**Problem statement**
Which lines of the entries contain the word "like"? Please list them.

-- Material provided follows --

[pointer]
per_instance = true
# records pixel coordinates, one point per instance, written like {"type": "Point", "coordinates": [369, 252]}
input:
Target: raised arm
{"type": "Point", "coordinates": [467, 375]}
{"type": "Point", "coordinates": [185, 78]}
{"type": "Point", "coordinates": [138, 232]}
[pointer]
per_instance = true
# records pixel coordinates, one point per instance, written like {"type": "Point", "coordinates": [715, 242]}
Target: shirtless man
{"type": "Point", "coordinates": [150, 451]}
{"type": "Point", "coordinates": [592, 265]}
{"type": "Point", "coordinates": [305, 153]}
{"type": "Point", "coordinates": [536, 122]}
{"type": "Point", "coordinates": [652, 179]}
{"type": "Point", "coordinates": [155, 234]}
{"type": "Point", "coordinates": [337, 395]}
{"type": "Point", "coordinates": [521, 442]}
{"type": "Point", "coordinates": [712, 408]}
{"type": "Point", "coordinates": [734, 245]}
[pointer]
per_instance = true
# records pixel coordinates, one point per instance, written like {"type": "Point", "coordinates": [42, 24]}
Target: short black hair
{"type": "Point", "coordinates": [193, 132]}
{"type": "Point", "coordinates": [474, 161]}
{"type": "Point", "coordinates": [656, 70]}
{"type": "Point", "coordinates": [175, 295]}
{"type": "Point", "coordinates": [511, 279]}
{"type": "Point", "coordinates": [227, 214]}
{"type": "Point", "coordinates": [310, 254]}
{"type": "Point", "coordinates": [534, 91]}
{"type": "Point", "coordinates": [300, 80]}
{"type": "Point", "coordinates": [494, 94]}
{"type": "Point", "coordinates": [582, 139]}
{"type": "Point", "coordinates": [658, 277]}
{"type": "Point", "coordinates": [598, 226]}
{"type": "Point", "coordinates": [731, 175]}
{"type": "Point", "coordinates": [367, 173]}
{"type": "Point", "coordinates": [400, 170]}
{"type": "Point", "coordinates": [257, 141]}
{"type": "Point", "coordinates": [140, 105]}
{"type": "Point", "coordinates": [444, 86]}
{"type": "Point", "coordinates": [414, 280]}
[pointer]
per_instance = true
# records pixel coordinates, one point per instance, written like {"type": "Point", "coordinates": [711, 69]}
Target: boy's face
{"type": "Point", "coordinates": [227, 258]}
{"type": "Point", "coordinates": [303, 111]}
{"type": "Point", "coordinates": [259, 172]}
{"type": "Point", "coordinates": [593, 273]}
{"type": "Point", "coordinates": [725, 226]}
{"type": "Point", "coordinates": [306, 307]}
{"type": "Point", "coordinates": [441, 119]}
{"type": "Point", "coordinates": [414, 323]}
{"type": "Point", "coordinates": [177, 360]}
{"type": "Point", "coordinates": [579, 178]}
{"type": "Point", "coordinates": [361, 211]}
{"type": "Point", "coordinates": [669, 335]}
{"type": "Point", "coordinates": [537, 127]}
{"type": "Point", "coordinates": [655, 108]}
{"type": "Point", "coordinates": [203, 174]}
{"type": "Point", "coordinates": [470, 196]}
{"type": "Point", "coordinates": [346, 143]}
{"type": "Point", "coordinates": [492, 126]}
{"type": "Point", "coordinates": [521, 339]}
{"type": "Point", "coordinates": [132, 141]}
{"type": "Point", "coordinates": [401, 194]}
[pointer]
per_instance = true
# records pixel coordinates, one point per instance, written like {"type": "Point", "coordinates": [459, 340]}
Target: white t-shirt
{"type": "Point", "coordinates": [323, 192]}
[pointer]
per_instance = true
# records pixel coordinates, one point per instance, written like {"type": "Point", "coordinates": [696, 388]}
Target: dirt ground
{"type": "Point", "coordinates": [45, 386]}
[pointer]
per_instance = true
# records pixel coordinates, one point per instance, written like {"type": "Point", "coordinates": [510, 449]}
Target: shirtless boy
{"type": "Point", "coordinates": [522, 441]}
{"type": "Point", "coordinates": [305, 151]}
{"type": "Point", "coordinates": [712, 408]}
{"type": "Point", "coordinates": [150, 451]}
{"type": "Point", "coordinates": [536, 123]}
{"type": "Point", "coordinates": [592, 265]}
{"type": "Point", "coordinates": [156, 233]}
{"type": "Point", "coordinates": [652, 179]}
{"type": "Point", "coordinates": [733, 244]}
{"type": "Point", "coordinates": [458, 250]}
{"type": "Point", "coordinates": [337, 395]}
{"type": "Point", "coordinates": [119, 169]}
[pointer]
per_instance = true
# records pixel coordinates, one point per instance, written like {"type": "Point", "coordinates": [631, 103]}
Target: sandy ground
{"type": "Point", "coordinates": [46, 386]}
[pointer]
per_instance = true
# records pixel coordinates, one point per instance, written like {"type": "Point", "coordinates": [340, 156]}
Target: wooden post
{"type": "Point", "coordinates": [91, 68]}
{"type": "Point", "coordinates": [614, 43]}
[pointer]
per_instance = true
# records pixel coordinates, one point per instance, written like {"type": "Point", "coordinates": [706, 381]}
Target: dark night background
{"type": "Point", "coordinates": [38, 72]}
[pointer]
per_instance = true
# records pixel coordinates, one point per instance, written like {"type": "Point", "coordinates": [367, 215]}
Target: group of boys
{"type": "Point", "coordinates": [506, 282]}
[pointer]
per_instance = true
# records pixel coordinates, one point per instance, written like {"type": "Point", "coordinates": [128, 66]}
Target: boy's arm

-- Material provided concluded --

**Output of the exercise**
# records pixel coordinates, one point per instance, written like {"type": "Point", "coordinates": [369, 252]}
# records pixel coordinates, one point per instance, written like {"type": "Point", "coordinates": [715, 242]}
# records pixel coordinates, one point per instance, written like {"type": "Point", "coordinates": [42, 24]}
# records pixel coordinates, one point per instance, written like {"type": "Point", "coordinates": [711, 69]}
# records pixel coordinates, one point per instance, written like {"type": "Point", "coordinates": [459, 340]}
# records pixel coordinates, one point per instance, written like {"type": "Point", "coordinates": [696, 388]}
# records pixel coordinates, one point per instance, written like {"type": "Point", "coordinates": [510, 449]}
# records pixel coordinates, one point per instance, written like {"type": "Point", "coordinates": [631, 103]}
# records pixel coordinates, one point per instance, written like {"type": "Point", "coordinates": [340, 156]}
# records pixel coordinates, one point per instance, written like {"type": "Point", "coordinates": [706, 381]}
# records pixel coordinates, one point per instance, written like {"type": "Point", "coordinates": [367, 215]}
# records pixel coordinates, one point per instance, written like {"type": "Point", "coordinates": [128, 66]}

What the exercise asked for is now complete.